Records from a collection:
....................

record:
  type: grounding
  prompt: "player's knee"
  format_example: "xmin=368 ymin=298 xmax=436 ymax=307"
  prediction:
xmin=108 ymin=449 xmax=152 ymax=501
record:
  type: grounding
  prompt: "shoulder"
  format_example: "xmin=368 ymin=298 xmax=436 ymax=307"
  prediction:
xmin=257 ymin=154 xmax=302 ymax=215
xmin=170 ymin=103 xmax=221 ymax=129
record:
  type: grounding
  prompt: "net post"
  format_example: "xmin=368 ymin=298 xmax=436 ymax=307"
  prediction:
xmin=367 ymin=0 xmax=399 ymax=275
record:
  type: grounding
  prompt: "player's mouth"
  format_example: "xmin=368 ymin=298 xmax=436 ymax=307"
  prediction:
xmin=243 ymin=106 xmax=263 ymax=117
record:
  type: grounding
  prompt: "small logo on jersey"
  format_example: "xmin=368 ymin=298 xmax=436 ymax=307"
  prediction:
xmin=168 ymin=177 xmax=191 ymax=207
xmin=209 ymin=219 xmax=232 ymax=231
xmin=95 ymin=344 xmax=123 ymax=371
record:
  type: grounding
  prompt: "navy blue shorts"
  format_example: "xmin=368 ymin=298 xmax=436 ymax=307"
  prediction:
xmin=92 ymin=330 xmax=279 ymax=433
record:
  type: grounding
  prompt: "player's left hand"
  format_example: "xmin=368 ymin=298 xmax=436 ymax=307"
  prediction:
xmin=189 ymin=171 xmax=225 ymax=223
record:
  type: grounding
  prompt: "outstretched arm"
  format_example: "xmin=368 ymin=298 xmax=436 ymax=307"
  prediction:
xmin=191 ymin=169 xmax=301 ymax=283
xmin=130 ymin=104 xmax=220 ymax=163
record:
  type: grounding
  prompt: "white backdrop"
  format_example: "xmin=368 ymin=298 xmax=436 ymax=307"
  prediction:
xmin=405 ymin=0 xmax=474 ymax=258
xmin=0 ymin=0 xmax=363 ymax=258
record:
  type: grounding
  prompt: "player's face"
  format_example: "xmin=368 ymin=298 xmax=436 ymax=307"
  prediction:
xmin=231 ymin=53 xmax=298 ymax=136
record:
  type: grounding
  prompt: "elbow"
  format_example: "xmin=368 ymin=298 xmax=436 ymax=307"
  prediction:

....................

WHAT YOU NEED TO DO: Can you arrange the data above as a Markdown table with the columns No. and Line, giving each non-blank line its own numbered row and leaving out blank lines?

TASK RESULT:
| No. | Line |
|---|---|
| 1 | record: |
| 2 |   type: grounding |
| 3 |   prompt: "player's knee" |
| 4 |   format_example: "xmin=368 ymin=298 xmax=436 ymax=307" |
| 5 |   prediction: |
| 6 | xmin=108 ymin=449 xmax=152 ymax=501 |
| 7 | record: |
| 8 |   type: grounding |
| 9 |   prompt: "shoulder" |
| 10 |   format_example: "xmin=368 ymin=298 xmax=436 ymax=307" |
| 11 |   prediction: |
| 12 | xmin=257 ymin=154 xmax=302 ymax=215 |
| 13 | xmin=170 ymin=103 xmax=221 ymax=129 |
| 14 | record: |
| 15 |   type: grounding |
| 16 |   prompt: "net post" |
| 17 |   format_example: "xmin=368 ymin=298 xmax=436 ymax=307" |
| 18 |   prediction: |
| 19 | xmin=367 ymin=0 xmax=399 ymax=275 |
| 20 | record: |
| 21 |   type: grounding |
| 22 |   prompt: "player's mouth" |
| 23 |   format_example: "xmin=368 ymin=298 xmax=436 ymax=307" |
| 24 |   prediction: |
| 25 | xmin=243 ymin=106 xmax=263 ymax=117 |
| 26 | record: |
| 27 |   type: grounding |
| 28 |   prompt: "small logo on jersey" |
| 29 |   format_example: "xmin=368 ymin=298 xmax=436 ymax=307" |
| 30 |   prediction: |
| 31 | xmin=168 ymin=177 xmax=191 ymax=207 |
| 32 | xmin=209 ymin=219 xmax=232 ymax=231 |
| 33 | xmin=95 ymin=344 xmax=123 ymax=371 |
| 34 | record: |
| 35 |   type: grounding |
| 36 |   prompt: "navy blue shorts" |
| 37 |   format_example: "xmin=368 ymin=298 xmax=436 ymax=307" |
| 38 |   prediction: |
| 39 | xmin=92 ymin=330 xmax=279 ymax=433 |
| 40 | record: |
| 41 |   type: grounding |
| 42 |   prompt: "player's left hand" |
| 43 |   format_example: "xmin=368 ymin=298 xmax=436 ymax=307" |
| 44 |   prediction: |
| 45 | xmin=189 ymin=171 xmax=225 ymax=223 |
| 46 | record: |
| 47 |   type: grounding |
| 48 |   prompt: "outstretched arm" |
| 49 |   format_example: "xmin=368 ymin=298 xmax=436 ymax=307" |
| 50 |   prediction: |
| 51 | xmin=191 ymin=169 xmax=301 ymax=283 |
| 52 | xmin=130 ymin=104 xmax=220 ymax=163 |
| 53 | record: |
| 54 |   type: grounding |
| 55 |   prompt: "white backdrop" |
| 56 |   format_example: "xmin=368 ymin=298 xmax=436 ymax=307" |
| 57 |   prediction: |
| 58 | xmin=405 ymin=0 xmax=474 ymax=258 |
| 59 | xmin=0 ymin=0 xmax=363 ymax=258 |
| 60 | record: |
| 61 |   type: grounding |
| 62 |   prompt: "player's face" |
| 63 |   format_example: "xmin=368 ymin=298 xmax=436 ymax=307" |
| 64 |   prediction: |
| 65 | xmin=231 ymin=53 xmax=298 ymax=136 |
| 66 | record: |
| 67 |   type: grounding |
| 68 |   prompt: "elbow" |
| 69 |   format_example: "xmin=368 ymin=298 xmax=436 ymax=307" |
| 70 |   prediction: |